S and P, for example, likes the Twin Cities' economic "stability" and the Met Council's strong financial position.

The reason for the love/hate relationship some have is that these ratings agencies are some of the same folks who rated what we now know were exceedingly toxic home mortgage products as perfectly safe and secure for investors.

That was before the Great Recession and the mortgage meltdown.

Let bygones be bygones, all is forgiven. After all, someone has to take on the messy job of poking around in national, state and local financial laundry to uncover stains that can mean risk.

Take the budget impasse that led to the Minnesota government shutdown this summer. Fitch was not amused and downgraded the state's bond rating.

Take the federal government debt limit brouhaha and continuing budget stalemate. It didn't put smiles on the faces of the ratings bosses at S and P who downgraded U. S. debt.

(Stored records)
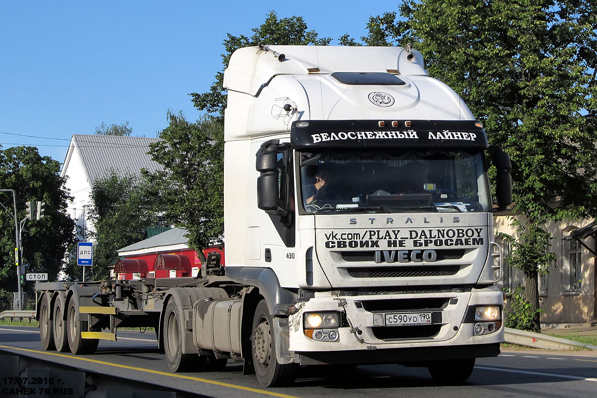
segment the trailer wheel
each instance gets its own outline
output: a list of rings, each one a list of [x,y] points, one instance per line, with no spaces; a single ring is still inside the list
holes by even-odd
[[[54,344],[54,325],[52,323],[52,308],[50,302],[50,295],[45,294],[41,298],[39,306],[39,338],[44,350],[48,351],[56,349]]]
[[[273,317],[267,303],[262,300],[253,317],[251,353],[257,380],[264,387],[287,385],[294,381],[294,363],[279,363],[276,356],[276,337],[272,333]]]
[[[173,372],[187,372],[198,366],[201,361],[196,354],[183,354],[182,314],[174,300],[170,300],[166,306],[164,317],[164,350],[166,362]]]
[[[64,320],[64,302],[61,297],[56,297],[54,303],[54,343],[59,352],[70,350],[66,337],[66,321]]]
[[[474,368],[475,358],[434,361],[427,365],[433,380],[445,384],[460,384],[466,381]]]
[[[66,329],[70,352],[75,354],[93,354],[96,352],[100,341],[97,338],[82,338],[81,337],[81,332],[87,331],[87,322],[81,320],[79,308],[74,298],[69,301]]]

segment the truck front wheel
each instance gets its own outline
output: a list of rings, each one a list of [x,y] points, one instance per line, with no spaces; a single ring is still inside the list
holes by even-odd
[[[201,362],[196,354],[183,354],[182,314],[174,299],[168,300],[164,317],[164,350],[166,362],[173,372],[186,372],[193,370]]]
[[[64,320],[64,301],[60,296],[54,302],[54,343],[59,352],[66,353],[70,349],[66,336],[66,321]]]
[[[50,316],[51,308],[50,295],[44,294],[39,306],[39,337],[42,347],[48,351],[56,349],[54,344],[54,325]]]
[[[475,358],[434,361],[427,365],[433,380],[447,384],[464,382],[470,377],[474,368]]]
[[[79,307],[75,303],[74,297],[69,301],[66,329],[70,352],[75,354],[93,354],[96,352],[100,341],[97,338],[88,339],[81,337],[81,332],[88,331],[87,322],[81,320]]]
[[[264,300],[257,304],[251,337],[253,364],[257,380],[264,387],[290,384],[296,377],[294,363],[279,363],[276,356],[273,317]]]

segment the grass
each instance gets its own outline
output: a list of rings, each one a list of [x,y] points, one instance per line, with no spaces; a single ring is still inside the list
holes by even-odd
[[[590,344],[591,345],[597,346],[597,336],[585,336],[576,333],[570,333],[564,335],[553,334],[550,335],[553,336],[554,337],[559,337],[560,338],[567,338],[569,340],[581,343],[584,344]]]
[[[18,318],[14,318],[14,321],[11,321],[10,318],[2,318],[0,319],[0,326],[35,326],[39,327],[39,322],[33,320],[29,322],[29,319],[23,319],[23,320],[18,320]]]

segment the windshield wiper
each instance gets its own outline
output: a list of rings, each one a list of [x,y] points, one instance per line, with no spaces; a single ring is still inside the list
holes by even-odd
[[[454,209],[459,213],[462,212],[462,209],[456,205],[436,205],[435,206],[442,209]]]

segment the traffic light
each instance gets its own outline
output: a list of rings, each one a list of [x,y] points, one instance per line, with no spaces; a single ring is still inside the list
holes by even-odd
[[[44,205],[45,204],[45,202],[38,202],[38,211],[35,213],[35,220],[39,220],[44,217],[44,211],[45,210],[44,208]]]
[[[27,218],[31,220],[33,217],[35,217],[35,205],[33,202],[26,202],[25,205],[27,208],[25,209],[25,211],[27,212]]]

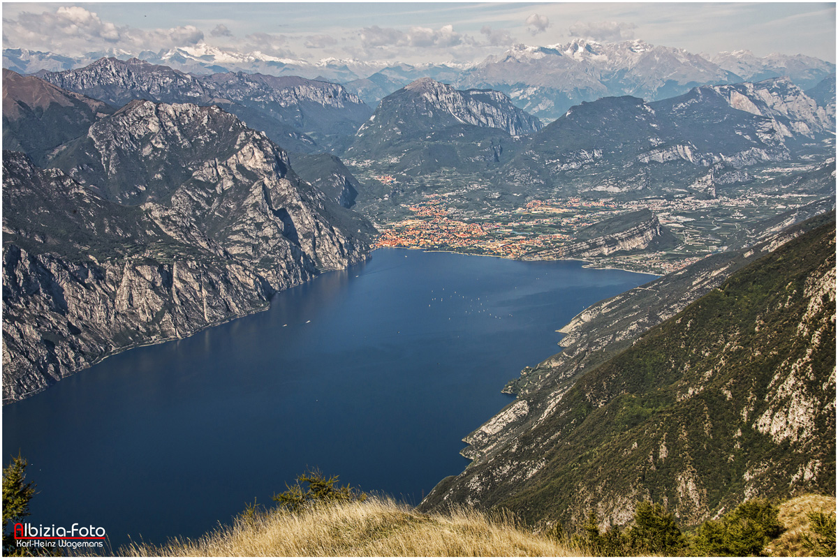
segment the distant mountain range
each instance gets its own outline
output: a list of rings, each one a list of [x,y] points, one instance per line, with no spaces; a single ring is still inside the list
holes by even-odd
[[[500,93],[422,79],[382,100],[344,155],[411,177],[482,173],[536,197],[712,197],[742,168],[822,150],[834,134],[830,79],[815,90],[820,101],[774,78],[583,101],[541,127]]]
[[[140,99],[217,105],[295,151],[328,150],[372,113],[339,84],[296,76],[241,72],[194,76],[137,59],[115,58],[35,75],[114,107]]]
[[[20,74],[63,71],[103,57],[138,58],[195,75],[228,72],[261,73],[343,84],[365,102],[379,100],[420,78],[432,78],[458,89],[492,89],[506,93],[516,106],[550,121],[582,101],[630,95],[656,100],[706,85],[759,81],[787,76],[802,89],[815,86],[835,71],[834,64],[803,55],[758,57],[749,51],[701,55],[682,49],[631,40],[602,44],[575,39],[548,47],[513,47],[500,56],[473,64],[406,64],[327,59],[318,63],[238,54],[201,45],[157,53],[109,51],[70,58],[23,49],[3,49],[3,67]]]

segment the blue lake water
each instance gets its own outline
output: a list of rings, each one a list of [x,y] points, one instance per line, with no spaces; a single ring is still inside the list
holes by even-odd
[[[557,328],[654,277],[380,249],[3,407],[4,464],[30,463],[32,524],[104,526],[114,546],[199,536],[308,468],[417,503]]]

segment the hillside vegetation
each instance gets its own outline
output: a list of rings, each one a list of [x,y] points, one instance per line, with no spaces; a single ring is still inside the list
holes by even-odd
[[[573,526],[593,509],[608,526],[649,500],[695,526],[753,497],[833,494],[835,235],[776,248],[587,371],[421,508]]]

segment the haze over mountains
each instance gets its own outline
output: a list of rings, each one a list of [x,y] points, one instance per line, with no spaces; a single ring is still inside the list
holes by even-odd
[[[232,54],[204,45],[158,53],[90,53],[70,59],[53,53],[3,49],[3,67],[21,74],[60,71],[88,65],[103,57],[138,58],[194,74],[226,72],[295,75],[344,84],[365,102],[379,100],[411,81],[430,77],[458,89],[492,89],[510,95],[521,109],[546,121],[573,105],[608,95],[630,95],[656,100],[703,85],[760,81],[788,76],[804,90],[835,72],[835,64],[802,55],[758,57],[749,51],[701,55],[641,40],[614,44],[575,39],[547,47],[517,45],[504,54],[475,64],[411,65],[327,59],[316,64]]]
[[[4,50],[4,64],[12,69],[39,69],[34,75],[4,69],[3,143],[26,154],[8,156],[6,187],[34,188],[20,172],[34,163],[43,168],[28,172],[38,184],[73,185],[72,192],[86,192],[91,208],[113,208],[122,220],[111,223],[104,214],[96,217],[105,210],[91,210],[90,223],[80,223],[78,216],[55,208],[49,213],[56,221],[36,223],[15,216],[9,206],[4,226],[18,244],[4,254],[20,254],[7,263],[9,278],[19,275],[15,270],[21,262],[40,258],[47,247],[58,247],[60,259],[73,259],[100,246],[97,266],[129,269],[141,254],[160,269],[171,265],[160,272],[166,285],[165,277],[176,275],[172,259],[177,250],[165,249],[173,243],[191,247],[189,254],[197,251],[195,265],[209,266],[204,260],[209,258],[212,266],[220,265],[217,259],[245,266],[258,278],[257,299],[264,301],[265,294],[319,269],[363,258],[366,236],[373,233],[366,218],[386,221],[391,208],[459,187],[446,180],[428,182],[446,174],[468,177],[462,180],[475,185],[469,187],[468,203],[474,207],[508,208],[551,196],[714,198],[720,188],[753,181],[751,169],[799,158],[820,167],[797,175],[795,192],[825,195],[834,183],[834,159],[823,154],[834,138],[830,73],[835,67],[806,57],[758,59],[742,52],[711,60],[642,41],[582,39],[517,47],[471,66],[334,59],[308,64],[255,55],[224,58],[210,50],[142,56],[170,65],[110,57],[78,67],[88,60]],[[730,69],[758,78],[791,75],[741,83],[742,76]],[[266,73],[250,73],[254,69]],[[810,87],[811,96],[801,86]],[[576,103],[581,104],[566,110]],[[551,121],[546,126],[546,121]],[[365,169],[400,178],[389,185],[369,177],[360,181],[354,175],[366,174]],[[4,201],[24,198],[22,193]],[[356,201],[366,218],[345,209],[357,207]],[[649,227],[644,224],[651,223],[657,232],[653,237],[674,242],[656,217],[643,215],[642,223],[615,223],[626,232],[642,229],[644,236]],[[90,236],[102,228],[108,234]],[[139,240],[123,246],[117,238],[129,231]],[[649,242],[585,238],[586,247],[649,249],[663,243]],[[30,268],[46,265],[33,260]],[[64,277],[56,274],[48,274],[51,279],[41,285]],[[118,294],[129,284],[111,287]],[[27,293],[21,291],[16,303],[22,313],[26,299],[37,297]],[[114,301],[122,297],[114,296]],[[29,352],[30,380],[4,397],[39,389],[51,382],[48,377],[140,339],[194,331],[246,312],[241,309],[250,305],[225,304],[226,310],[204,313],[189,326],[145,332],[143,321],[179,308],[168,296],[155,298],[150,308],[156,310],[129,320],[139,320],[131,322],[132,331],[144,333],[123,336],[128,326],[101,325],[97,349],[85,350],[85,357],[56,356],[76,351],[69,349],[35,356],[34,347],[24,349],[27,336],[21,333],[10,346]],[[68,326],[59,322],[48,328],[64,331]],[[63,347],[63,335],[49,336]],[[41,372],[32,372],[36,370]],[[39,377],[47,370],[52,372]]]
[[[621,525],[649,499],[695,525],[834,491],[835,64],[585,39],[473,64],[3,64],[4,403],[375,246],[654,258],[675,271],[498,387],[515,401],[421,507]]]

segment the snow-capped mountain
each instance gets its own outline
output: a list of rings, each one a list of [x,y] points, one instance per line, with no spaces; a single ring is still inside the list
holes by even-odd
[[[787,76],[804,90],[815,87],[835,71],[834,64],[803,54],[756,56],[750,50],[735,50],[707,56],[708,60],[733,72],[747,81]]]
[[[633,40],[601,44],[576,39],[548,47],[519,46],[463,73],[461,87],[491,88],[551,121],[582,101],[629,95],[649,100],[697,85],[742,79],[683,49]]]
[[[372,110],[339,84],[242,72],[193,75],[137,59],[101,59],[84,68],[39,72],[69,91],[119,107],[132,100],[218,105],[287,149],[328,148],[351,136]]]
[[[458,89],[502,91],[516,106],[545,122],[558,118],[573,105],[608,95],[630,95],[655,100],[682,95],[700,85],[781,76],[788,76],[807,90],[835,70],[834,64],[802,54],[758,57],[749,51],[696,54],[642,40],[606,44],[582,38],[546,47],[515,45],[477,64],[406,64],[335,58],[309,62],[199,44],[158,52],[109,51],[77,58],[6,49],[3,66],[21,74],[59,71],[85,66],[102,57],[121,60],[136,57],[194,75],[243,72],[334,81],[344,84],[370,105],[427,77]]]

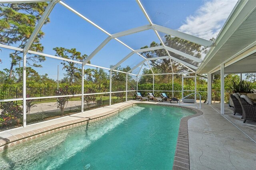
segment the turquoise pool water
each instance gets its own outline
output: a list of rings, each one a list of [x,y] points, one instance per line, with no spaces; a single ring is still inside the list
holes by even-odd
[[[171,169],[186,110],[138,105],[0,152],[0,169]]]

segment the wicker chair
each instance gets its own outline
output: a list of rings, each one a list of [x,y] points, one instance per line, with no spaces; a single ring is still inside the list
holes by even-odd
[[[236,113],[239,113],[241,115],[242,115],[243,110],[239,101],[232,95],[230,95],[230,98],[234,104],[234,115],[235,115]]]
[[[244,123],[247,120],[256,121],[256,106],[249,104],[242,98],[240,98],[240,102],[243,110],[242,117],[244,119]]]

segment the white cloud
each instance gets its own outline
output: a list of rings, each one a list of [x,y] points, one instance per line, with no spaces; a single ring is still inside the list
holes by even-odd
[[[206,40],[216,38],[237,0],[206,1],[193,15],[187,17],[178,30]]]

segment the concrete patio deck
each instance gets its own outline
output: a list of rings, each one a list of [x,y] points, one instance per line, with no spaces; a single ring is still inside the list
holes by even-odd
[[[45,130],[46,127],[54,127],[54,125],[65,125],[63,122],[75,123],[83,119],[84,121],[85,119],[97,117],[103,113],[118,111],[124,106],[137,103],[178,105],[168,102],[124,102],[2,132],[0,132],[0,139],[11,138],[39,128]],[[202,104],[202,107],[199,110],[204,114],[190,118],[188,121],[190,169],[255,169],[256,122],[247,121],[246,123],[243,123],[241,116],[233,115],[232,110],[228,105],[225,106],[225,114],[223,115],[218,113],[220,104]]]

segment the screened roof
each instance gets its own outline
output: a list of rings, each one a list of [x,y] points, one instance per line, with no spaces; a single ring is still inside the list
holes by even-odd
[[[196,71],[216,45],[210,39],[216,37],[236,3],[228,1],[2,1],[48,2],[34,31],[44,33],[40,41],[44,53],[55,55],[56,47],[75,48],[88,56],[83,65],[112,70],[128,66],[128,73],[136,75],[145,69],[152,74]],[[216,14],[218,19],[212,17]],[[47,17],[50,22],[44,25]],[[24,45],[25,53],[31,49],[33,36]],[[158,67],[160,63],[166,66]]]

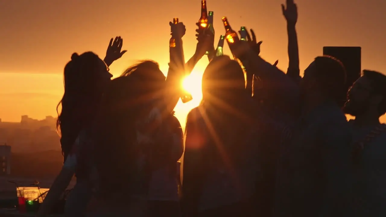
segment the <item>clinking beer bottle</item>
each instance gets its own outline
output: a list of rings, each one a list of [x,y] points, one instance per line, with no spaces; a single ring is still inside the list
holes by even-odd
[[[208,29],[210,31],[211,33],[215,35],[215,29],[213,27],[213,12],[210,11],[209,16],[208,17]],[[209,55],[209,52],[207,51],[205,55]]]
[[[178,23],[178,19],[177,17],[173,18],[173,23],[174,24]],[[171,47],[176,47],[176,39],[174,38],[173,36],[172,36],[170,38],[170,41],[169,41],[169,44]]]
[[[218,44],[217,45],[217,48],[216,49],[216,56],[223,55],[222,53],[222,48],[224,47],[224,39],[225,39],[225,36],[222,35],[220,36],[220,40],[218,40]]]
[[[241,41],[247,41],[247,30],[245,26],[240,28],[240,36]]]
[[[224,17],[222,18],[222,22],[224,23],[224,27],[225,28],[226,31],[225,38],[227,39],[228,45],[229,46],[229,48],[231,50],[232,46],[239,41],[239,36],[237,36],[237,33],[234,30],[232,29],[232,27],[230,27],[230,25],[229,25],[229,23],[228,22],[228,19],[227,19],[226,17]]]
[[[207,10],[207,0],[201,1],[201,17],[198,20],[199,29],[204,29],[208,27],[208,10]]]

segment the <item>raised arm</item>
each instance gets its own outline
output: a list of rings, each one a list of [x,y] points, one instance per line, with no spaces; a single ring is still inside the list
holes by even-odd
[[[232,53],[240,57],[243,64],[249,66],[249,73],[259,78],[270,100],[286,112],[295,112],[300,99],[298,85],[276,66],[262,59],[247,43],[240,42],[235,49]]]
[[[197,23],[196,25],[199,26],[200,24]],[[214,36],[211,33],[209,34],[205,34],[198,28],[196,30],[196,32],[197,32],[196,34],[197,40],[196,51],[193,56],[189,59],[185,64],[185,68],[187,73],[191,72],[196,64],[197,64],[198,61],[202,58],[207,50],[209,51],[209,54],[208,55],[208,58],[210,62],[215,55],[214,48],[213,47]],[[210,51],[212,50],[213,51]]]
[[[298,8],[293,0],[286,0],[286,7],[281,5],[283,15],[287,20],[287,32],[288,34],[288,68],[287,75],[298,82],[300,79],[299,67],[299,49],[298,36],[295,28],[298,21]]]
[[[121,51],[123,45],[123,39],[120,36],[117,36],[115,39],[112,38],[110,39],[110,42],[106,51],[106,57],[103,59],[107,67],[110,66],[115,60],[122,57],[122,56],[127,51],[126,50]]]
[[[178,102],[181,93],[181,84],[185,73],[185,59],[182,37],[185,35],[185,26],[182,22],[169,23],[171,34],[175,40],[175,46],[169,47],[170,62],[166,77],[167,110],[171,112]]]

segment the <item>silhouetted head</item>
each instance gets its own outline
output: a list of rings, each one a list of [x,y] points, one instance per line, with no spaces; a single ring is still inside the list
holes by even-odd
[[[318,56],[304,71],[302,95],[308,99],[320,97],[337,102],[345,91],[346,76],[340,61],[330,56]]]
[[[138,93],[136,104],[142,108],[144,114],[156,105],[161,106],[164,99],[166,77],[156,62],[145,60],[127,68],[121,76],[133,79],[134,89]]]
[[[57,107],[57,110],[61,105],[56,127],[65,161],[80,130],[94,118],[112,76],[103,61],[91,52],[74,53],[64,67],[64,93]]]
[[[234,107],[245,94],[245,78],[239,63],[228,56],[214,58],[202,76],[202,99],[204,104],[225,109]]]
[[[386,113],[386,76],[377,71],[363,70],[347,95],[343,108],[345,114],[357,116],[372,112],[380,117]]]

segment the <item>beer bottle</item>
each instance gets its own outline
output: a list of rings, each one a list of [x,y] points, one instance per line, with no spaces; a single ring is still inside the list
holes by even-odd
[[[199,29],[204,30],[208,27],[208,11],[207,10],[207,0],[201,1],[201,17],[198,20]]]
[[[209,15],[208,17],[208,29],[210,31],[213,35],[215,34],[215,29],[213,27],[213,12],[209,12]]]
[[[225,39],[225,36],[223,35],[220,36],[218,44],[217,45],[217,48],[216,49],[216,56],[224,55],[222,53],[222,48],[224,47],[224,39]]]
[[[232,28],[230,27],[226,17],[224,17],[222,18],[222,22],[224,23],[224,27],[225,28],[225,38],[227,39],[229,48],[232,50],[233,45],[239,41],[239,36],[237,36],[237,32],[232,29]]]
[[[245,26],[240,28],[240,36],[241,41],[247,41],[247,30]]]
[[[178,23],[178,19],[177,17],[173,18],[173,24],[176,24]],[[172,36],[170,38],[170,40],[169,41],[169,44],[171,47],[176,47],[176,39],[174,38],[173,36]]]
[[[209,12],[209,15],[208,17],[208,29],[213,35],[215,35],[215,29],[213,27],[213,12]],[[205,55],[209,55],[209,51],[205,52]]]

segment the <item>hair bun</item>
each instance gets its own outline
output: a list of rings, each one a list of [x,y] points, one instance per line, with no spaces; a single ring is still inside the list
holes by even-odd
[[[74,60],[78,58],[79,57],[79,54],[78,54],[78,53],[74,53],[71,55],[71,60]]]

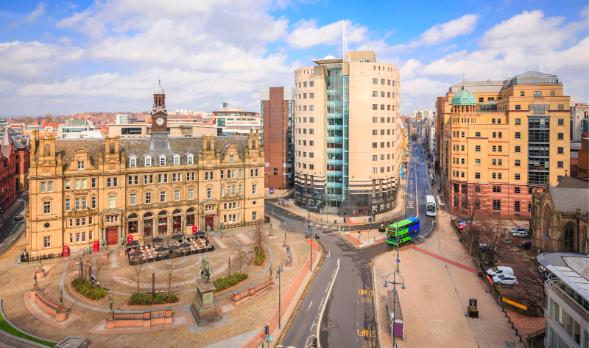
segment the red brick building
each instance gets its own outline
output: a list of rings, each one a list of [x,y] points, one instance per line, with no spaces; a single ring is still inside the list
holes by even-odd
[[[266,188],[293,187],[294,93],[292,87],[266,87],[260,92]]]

▶ [Required actions]:
1. In the passage on bond ratings agencies, which agency downgraded Minnesota's bond rating after the budget impasse?
2. List the levels of financial laundry that, according to the passage on bond ratings agencies, someone has to poke around in.
3. Carry on the passage about bond ratings agencies from its final sentence.

▶ [Answers for each item]:
1. Fitch

2. National, state, local

3.
Taxpayers will be paying the higher cost of borrowing money.

To end this doleful blog entry on bond ratings and borrowing, it's always fun to quote the "candy is dandy, liquor is quicker" thinker, Ogden Nash, who is reputed to have said, "Some debts are fun when you are acquiring them, but none are fun when you set about retiring them."

Although my favorite debt quote, if just a tad off the main point, is, "Another way to solve the traffic problems of this country is to pass a law that only paid-for cars be allowed to use the highways."